### DIRECTIONS FOR THIS TASK
Turn the records below into a JSON list of strings, one string per line, leaving out blank lines.

### MATERIAL SUPPLIED
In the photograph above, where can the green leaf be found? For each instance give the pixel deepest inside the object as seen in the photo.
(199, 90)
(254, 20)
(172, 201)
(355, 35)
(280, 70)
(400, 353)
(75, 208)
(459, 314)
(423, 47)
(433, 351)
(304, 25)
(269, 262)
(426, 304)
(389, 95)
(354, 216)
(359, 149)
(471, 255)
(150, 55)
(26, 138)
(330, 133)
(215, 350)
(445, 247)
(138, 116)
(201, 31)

### SOLUTION TO THIS PROBLEM
[
  "In the photograph above, where can the green leaf be found? For each instance give the pixel deepest inside the object as seen in the photo.",
  "(199, 90)",
  "(254, 20)",
  "(172, 201)",
  "(355, 35)",
  "(280, 70)",
  "(400, 353)",
  "(75, 208)",
  "(459, 314)",
  "(423, 47)",
  "(433, 351)",
  "(304, 25)",
  "(269, 262)",
  "(426, 304)",
  "(389, 95)",
  "(354, 216)",
  "(359, 149)",
  "(471, 255)",
  "(150, 55)",
  "(26, 138)",
  "(330, 133)",
  "(215, 350)",
  "(445, 247)",
  "(138, 116)",
  "(201, 31)"
]